#### [Task details]
Please copy every record below exactly, leaving out the pictures.

[Spatial localization data]
- - - - -

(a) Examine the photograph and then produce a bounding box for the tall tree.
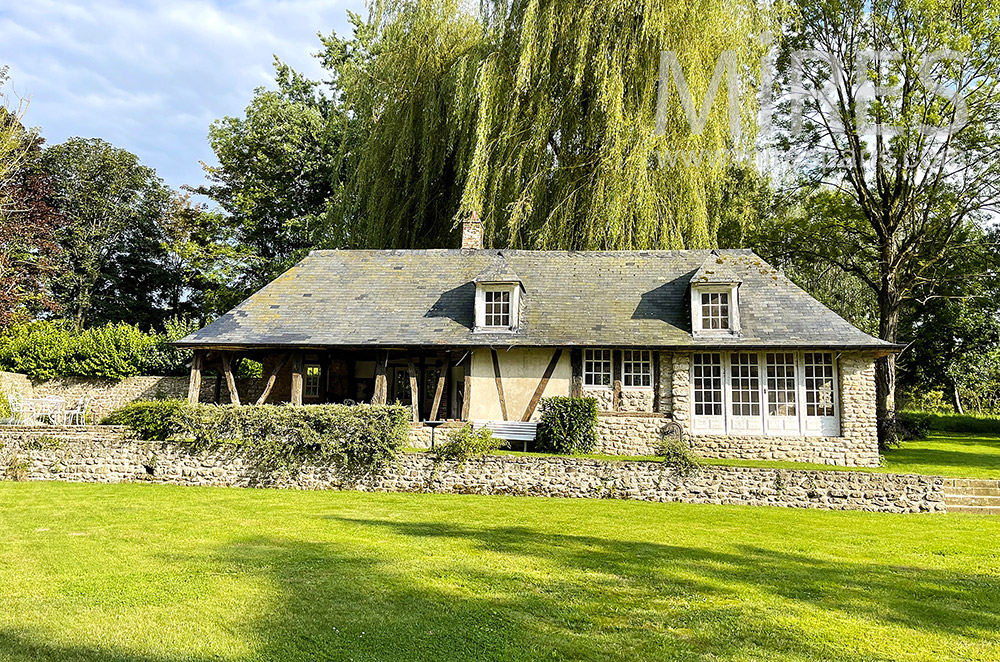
[774,0,1000,440]
[0,115,63,327]
[42,138,170,329]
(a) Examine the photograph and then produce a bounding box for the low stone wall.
[688,434,880,467]
[0,427,944,514]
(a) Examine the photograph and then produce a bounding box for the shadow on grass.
[2,517,999,661]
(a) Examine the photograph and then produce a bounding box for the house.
[176,218,896,467]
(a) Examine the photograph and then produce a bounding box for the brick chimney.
[462,210,484,250]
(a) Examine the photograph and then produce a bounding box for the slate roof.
[692,250,744,284]
[176,249,895,350]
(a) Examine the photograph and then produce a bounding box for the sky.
[1,0,366,194]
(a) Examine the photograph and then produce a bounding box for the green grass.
[1,483,999,661]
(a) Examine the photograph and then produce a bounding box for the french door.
[691,353,725,433]
[764,352,799,434]
[728,353,764,434]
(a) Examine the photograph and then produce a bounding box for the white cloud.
[0,0,362,192]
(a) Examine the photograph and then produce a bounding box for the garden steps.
[943,478,1000,515]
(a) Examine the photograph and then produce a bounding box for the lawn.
[1,483,999,661]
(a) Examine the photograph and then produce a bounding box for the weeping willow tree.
[328,0,772,249]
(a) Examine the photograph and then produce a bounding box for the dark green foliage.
[656,437,701,477]
[432,424,507,465]
[907,412,1000,436]
[105,402,411,479]
[536,397,598,455]
[885,412,934,444]
[0,320,190,380]
[101,399,187,442]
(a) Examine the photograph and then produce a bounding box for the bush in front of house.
[432,424,507,465]
[0,319,194,381]
[101,399,187,441]
[104,401,411,479]
[535,396,599,455]
[656,437,701,477]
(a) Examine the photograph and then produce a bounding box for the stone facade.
[0,427,943,514]
[594,414,670,456]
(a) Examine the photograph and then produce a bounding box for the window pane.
[584,349,613,387]
[693,353,723,416]
[622,350,652,388]
[765,353,796,416]
[700,291,731,331]
[804,352,835,417]
[730,353,760,417]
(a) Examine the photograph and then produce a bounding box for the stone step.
[946,504,1000,515]
[944,487,1000,497]
[943,478,1000,489]
[945,495,1000,507]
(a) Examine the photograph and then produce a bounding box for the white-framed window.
[475,284,519,331]
[692,353,724,416]
[304,364,321,398]
[804,352,836,417]
[622,350,652,388]
[701,291,730,330]
[691,285,740,336]
[584,349,613,387]
[690,351,840,437]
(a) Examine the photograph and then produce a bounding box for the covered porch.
[186,347,471,422]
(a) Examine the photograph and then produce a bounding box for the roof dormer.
[474,253,523,332]
[690,251,742,338]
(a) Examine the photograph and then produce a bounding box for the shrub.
[656,437,701,477]
[893,411,934,441]
[0,320,193,381]
[102,399,187,441]
[433,424,507,465]
[536,396,599,455]
[175,403,410,479]
[904,411,1000,436]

- - - - -

#### [Response area]
(a) Examine the photograph and then produce a bounding box for the tall tree.
[774,0,1000,440]
[0,115,63,327]
[42,138,170,329]
(a) Examine the photograph and then produce a bounding box for the low stone wall.
[688,434,880,467]
[0,427,944,514]
(a) Examine the photograph and then produce a bounding box for the shadow on grass.
[2,517,999,661]
(a) Examine the photograph and then produce a bounding box for the house.
[176,218,896,467]
(a) Examine the photograph and then produce a bounding box for the brick chimney.
[462,210,484,250]
(a) Examine the photograph and then produce a bounding box for the slate roof.
[692,250,744,284]
[176,249,895,350]
(a) Examine the photograph and then produce a bounding box for the sky.
[1,0,366,194]
(a) Examine the photograph and then produce a bounding box for the green grass.
[1,483,999,661]
(a) Examine the photograph and then produce a bounding box for the french door.
[691,353,725,433]
[764,352,799,434]
[728,353,764,434]
(a) Examine the photograph and then produce a bounding box for the white cloud.
[0,0,362,192]
(a) Examine the photograph and then produce a bounding box for the garden steps.
[943,478,1000,515]
(a) Examine the photograph and then produce a bounding box for the lawn.
[1,483,999,661]
(a) Examine the photograph and then produce a bounding box for the weeping willow tree.
[328,0,772,249]
(a) Examine the photograph and then produce a bounding box for the dark green foliage.
[656,437,701,477]
[432,424,507,465]
[907,412,1000,436]
[105,402,411,479]
[536,397,598,455]
[885,412,934,444]
[0,320,190,380]
[101,399,187,442]
(a) Examine the photograph and then produce a bounding box for the bush in front of house.
[432,424,507,465]
[0,319,194,381]
[101,399,187,441]
[104,401,411,479]
[535,396,599,455]
[656,437,701,477]
(a) Examine the photograph and then produce a bounding box for the stone facade.
[0,427,943,514]
[594,414,670,456]
(a) Examine the photograph and then produce a bounding box for the window pane.
[584,349,613,387]
[693,353,723,416]
[622,350,652,388]
[765,353,796,416]
[700,291,731,331]
[804,352,835,417]
[730,353,760,417]
(a) Examine the photograph and then produce a bounding box for the stone step.
[946,504,1000,515]
[944,487,1000,497]
[943,478,1000,489]
[945,495,1000,507]
(a) Examine the photograph and then produce a bounding box for the white-framed window.
[475,284,519,331]
[692,353,724,416]
[304,364,321,398]
[804,352,836,417]
[622,350,652,388]
[701,291,730,330]
[691,285,740,336]
[584,349,613,387]
[690,351,840,437]
(a) Examine the photograph and then produce a bounding box for the covered porch.
[186,347,471,422]
(a) Examine the photograph and then produce a bounding box for the roof dormer.
[474,253,523,332]
[690,251,742,338]
(a) Examine the photograph and then produce a bounding box for the shrub.
[656,437,701,477]
[893,411,934,441]
[0,320,193,381]
[102,399,187,441]
[433,424,507,465]
[536,396,599,455]
[175,403,410,479]
[904,411,1000,436]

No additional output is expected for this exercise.